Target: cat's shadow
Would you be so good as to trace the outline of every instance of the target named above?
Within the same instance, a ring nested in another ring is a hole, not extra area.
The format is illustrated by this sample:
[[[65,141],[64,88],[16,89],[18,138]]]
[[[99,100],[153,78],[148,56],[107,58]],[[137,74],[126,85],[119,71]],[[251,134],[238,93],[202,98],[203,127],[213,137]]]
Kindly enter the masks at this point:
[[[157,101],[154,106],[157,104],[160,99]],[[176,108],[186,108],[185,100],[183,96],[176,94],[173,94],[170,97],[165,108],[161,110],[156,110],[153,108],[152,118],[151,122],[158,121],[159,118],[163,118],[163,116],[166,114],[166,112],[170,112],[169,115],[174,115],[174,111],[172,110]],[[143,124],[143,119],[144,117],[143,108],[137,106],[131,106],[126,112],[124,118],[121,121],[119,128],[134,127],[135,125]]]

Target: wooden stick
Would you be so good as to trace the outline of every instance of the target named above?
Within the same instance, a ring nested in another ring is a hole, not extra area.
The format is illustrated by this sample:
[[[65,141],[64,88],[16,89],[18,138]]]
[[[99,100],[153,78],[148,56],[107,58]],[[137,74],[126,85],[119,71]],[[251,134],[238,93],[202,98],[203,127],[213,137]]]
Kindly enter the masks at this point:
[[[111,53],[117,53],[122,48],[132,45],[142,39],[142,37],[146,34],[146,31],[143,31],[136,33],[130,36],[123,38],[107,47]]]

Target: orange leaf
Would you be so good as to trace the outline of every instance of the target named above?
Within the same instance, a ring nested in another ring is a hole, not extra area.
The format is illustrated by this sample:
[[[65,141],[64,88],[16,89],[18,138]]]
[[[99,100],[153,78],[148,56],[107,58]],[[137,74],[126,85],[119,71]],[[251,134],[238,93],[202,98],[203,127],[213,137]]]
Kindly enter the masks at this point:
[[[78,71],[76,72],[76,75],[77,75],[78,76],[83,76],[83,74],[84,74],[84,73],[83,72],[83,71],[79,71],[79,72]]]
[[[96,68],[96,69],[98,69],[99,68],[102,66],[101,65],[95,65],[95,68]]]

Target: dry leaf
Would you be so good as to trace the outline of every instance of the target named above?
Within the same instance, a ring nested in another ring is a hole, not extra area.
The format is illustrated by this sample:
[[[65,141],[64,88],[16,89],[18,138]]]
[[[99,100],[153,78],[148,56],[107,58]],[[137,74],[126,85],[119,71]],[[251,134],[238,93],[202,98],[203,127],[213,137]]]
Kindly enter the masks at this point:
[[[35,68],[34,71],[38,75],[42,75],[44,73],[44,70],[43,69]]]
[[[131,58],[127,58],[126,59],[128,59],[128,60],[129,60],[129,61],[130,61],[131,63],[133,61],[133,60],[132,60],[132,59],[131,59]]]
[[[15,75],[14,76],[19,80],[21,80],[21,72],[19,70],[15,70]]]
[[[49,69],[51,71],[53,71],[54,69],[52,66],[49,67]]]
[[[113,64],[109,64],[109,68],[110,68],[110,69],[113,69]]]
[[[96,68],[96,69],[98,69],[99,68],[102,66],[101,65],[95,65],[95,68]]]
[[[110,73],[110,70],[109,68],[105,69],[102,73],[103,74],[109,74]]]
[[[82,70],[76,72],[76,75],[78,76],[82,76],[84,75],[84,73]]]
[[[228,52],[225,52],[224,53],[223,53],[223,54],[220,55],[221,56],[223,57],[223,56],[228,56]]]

+ + +

§ Exercise instructions
Switch each "Kindly" to "Please" in everything from the line containing "Target: orange leaf" down to the end of the records. Give back only those lines, with nothing else changed.

§ Solution
Target: orange leaf
Would you be so good as to trace the outline of every instance of the target named above?
Within the same instance, a ring nested in another ring is a hole, not extra area.
The format is illustrated by this sample:
[[[65,141],[64,88],[16,89],[18,138]]]
[[[99,100],[153,78],[148,56],[107,58]],[[137,74],[126,85],[119,71]],[[251,134],[238,93],[202,98],[203,127],[213,137]]]
Please enter the masks at this point:
[[[78,71],[76,72],[76,75],[77,75],[78,76],[83,76],[83,74],[84,74],[84,73],[83,72],[83,71],[79,71],[79,72]]]
[[[96,68],[96,69],[98,69],[99,68],[102,66],[101,65],[95,65],[95,68]]]

Target: dry leaf
Would you be so good as to trace the outline of every instance of the target named above?
Within the same instance, a ring nested in another ring is a hole, not extra area.
The format is illustrated by this sample:
[[[65,141],[64,88],[16,89],[18,138]]]
[[[99,100],[153,78],[148,56],[107,58]],[[137,74],[126,85],[119,71]],[[251,134],[238,93],[202,98],[203,127],[213,137]]]
Please enter the masks at this point:
[[[35,68],[34,71],[38,75],[42,75],[44,73],[44,70],[43,69]]]
[[[131,58],[127,58],[126,59],[128,59],[128,60],[129,60],[129,61],[130,61],[131,63],[133,61],[133,60],[132,60],[132,59],[131,59]]]
[[[15,75],[14,76],[19,80],[21,80],[21,72],[19,70],[15,70]]]
[[[49,69],[51,71],[53,71],[54,69],[52,66],[49,67]]]
[[[113,64],[109,64],[109,68],[110,68],[110,69],[113,69]]]
[[[96,68],[96,69],[98,69],[99,68],[102,66],[101,65],[95,65],[95,68]]]
[[[110,73],[110,70],[109,68],[105,69],[102,73],[103,74],[109,74]]]
[[[82,70],[76,72],[76,75],[78,76],[82,76],[84,75],[84,73]]]
[[[228,52],[225,52],[224,53],[223,53],[223,54],[220,55],[221,56],[223,57],[223,56],[228,56]]]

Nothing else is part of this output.